▶ _GIVEN REQUEST_:
Repeat everything from the row containing "Expected: one point per instance of the baseboard, each" down to the row containing "(416, 1153)", with both of those rows included. Leave out any pictures.

▶ _THE RECORDS_:
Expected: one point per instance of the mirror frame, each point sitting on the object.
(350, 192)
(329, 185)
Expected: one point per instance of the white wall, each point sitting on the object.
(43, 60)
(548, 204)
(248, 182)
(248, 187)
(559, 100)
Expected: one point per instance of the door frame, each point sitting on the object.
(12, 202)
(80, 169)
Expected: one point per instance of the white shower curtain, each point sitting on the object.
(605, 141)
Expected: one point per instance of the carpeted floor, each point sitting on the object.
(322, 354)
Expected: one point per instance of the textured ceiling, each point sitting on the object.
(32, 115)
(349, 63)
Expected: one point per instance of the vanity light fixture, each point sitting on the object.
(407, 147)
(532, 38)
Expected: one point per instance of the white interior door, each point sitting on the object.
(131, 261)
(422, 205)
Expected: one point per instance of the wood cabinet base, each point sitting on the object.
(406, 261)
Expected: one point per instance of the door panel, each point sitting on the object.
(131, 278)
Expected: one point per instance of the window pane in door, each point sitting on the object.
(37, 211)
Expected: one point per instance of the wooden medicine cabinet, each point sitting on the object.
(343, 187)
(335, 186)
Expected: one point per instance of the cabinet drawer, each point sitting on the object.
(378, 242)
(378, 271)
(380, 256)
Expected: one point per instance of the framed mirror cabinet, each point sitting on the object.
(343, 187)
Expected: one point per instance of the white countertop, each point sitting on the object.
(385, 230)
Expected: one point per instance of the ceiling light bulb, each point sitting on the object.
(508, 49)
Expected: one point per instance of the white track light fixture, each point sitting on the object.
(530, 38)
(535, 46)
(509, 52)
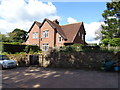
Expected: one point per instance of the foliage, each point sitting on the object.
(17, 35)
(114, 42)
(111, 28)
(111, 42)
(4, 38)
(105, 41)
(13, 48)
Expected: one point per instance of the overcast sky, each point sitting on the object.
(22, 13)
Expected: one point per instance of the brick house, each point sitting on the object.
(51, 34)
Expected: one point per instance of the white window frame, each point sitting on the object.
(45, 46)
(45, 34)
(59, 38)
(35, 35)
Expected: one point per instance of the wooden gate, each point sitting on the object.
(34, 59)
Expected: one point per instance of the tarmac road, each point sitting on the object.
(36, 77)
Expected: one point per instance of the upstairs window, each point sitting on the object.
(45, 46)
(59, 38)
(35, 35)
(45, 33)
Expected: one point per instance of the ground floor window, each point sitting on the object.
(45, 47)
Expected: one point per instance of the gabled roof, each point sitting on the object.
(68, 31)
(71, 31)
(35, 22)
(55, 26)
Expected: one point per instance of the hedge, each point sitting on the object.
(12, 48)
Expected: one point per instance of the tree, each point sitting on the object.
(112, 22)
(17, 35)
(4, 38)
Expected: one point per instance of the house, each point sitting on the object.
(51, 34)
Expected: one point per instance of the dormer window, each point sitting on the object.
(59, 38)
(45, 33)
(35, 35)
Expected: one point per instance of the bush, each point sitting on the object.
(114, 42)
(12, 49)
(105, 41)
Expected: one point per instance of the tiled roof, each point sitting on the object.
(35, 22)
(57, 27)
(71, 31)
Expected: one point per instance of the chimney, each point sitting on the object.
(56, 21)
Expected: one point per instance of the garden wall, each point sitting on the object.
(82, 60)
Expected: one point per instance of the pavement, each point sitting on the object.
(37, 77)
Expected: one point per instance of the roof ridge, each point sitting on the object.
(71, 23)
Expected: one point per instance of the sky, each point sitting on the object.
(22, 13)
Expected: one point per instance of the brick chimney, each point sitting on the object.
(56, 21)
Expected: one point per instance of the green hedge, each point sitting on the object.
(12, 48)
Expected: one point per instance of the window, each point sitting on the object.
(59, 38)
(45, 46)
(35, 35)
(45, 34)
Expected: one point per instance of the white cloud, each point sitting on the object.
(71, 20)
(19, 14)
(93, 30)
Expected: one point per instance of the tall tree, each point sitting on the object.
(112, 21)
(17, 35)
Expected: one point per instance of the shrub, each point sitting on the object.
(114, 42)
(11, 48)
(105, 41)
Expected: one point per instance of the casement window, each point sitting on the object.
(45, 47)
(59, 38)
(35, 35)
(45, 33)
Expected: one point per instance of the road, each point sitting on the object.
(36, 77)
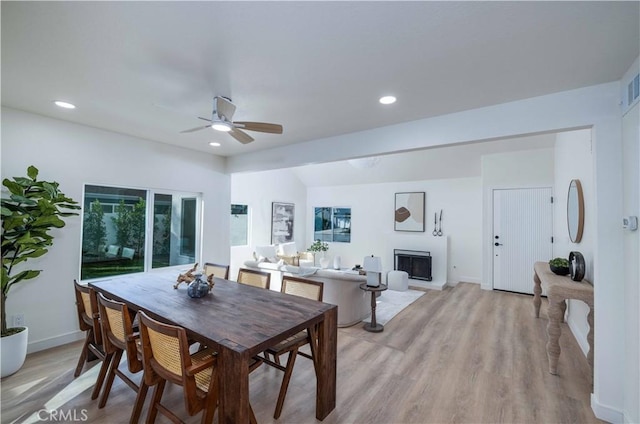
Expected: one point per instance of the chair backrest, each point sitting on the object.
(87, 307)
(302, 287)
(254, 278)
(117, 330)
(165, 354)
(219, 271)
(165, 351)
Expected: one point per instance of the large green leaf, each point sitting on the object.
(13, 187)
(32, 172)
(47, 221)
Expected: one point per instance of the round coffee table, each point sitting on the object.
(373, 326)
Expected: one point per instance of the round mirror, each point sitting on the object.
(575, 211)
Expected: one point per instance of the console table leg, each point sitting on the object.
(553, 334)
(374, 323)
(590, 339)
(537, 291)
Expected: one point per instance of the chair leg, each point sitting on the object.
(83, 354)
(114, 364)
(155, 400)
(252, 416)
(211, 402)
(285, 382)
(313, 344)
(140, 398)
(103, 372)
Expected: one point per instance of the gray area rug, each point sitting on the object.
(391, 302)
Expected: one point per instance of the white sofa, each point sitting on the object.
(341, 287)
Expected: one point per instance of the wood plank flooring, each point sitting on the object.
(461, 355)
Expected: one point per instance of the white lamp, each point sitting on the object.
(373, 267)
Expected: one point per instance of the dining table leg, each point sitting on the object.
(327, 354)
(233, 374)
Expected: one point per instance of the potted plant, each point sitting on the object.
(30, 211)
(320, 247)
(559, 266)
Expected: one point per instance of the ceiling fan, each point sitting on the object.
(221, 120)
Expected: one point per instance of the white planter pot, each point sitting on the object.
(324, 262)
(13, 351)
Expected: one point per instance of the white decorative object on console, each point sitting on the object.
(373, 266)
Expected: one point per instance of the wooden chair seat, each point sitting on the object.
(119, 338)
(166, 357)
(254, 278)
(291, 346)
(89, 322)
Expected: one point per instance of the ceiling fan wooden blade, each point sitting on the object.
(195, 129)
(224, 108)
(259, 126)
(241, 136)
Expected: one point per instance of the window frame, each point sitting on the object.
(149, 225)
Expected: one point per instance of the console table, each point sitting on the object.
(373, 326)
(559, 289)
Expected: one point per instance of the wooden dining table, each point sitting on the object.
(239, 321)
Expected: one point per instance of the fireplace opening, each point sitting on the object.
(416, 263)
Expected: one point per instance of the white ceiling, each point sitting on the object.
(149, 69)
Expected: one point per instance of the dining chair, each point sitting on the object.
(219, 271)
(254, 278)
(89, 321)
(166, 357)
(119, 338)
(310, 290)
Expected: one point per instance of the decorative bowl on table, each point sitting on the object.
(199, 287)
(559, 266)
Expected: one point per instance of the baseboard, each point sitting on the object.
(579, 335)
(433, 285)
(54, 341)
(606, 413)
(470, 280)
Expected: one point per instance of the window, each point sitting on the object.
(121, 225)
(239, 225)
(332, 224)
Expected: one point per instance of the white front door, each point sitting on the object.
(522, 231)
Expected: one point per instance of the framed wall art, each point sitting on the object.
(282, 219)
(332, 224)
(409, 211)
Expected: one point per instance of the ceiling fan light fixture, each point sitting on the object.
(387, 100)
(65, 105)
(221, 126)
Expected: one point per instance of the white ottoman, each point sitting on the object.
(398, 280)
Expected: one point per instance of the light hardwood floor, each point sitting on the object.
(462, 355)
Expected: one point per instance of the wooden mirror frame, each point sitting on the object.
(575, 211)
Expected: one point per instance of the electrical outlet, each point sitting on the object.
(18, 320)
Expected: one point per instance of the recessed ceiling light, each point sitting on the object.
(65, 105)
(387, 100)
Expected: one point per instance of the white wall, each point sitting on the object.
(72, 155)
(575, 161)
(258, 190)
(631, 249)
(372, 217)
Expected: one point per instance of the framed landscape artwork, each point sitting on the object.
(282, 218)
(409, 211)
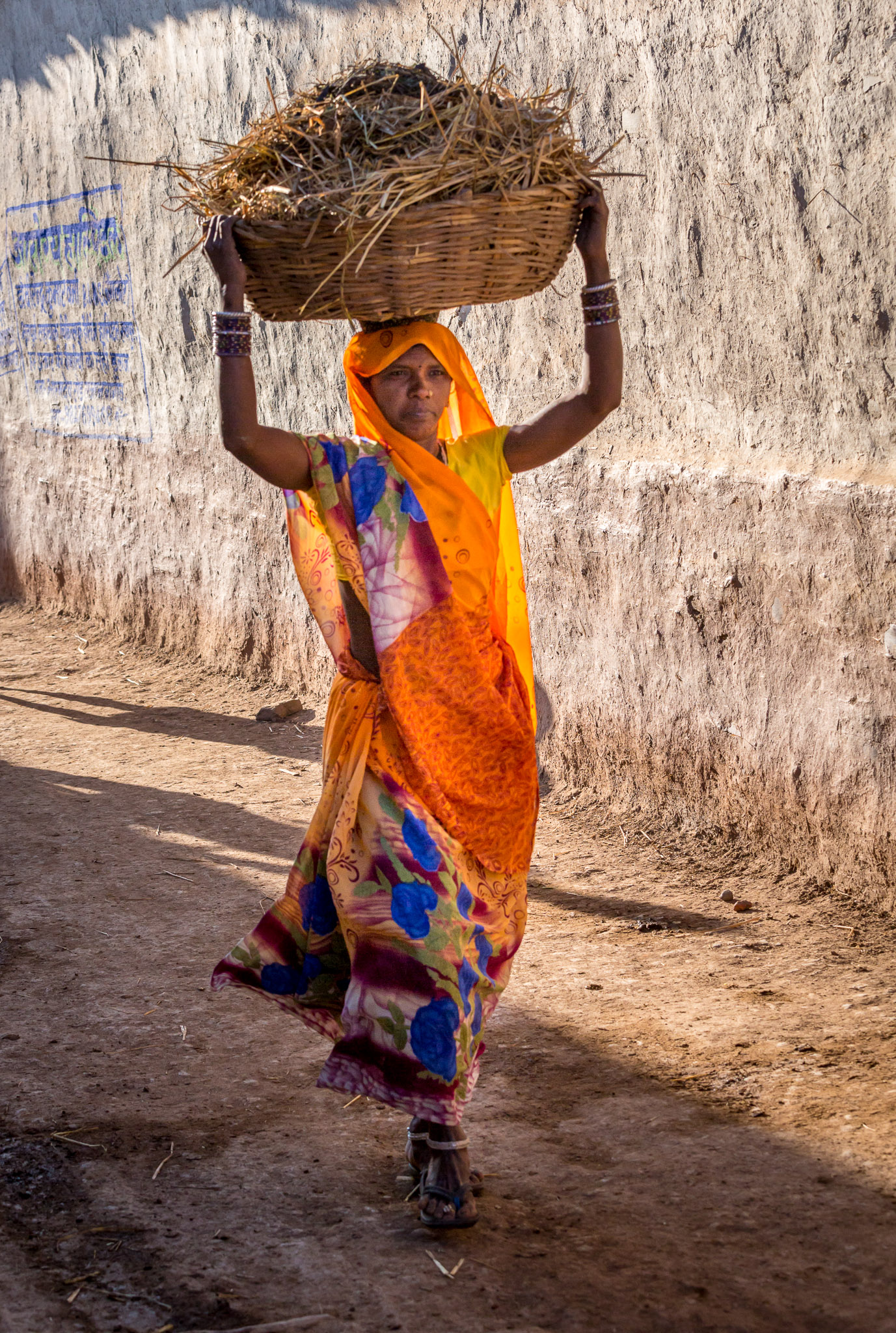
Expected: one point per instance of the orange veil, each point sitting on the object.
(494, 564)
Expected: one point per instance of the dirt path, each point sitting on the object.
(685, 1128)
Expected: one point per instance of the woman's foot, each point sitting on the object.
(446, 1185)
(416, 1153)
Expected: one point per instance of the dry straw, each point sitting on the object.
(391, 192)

--

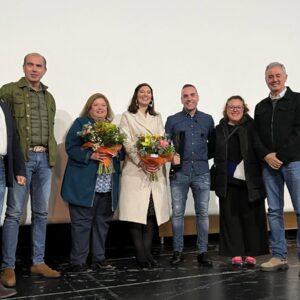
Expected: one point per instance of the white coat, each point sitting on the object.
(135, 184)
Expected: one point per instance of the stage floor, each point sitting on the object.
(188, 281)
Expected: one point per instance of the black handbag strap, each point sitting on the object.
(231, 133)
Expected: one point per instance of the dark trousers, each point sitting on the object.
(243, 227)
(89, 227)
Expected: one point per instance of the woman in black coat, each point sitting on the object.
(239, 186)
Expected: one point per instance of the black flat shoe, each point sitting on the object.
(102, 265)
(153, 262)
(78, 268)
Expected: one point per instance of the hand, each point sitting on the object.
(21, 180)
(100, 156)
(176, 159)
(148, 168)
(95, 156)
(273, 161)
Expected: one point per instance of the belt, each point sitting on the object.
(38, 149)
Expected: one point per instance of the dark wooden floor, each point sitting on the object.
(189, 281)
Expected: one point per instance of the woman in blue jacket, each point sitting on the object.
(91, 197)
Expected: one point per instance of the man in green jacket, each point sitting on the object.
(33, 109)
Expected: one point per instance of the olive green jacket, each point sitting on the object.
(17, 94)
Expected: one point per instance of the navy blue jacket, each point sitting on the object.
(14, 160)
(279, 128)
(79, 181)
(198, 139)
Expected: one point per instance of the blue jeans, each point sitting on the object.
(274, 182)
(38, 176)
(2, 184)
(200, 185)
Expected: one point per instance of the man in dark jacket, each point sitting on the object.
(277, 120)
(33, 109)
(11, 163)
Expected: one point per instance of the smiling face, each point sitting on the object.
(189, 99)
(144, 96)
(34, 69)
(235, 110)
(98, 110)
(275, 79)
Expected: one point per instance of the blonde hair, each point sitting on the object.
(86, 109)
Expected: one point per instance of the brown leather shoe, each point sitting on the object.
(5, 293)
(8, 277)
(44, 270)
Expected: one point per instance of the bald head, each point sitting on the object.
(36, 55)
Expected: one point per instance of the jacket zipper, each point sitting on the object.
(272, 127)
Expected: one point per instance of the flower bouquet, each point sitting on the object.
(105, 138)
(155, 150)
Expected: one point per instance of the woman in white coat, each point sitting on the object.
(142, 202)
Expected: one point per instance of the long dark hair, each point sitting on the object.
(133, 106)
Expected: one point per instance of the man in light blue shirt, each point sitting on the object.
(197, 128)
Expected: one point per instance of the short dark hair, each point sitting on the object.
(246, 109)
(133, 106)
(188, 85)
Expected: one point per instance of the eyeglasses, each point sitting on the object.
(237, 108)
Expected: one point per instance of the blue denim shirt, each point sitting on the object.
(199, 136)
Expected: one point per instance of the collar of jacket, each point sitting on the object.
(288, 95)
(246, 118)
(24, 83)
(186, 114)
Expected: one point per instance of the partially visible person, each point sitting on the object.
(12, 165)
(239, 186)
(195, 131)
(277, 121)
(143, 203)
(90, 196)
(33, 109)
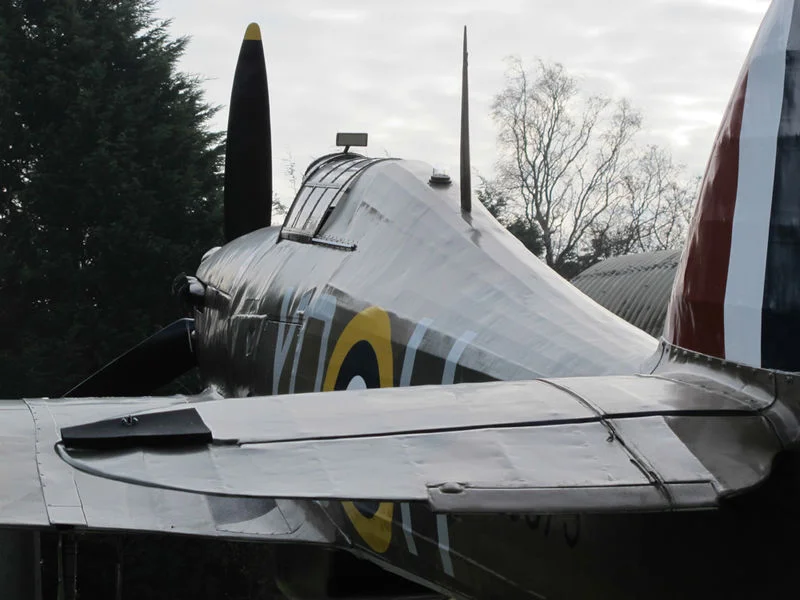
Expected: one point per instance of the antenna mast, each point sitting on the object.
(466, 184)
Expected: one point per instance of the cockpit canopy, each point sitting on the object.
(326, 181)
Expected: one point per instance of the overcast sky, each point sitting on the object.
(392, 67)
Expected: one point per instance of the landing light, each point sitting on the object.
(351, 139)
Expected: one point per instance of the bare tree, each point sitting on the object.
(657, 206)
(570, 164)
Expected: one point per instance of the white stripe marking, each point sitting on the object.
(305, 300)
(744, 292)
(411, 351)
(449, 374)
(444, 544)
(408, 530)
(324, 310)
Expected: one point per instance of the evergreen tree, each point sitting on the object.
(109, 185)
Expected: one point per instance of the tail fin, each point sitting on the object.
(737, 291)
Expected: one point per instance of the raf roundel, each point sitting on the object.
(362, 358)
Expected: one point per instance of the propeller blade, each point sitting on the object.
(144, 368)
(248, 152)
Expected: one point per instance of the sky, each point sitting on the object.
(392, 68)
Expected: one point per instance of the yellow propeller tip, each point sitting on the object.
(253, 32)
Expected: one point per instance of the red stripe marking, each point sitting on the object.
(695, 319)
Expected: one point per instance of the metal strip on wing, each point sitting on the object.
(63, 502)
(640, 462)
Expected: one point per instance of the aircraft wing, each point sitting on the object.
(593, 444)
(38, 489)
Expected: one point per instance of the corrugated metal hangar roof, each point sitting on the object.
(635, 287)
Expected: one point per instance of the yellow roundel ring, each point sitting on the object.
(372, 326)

▶ _CORRECT RESPONSE_:
Expected: one point per instance of the baseboard, each point sitting on the object.
(579, 335)
(433, 285)
(54, 341)
(606, 413)
(470, 280)
Expected: one point per instance of the window, each point sitting on the object.
(121, 225)
(239, 225)
(332, 224)
Expected: one point per instance of the white front door, each point sitting on the object.
(522, 231)
Expected: one point per instance of the framed wall art, each point sitting on the object.
(282, 219)
(332, 224)
(409, 211)
Expected: one point per instance of the ceiling fan light fixture, each point sitting on the object.
(387, 100)
(65, 105)
(221, 126)
Expected: one point per instance of the white ottoman, each point sitting on the object.
(398, 280)
Expected: one point per instance of the light hardwood floor, each point sitting on the object.
(462, 355)
Expected: one point per instance of the wooden mirror frame, each point sitting on the object.
(575, 211)
Expected: one point per instance of the electrical outlet, each point sitting on the object.
(18, 320)
Expected: one point per instance of the recessed ceiling light, each point sitting on the object.
(65, 105)
(387, 100)
Expected: one point per instance of the white wall, each point sitting on the object.
(72, 155)
(575, 161)
(258, 190)
(631, 249)
(372, 217)
Expected: one point per instance of the framed landscape artwork, each point sitting on the object.
(282, 218)
(409, 211)
Expected: one point per instance of the orange veil, each point sitting on the object.
(494, 564)
Expected: one point per instance of the dirt path, each point sitting on the object.
(685, 1128)
Expected: one point per instance of the woman's foot, each point sitting on the object.
(446, 1185)
(416, 1153)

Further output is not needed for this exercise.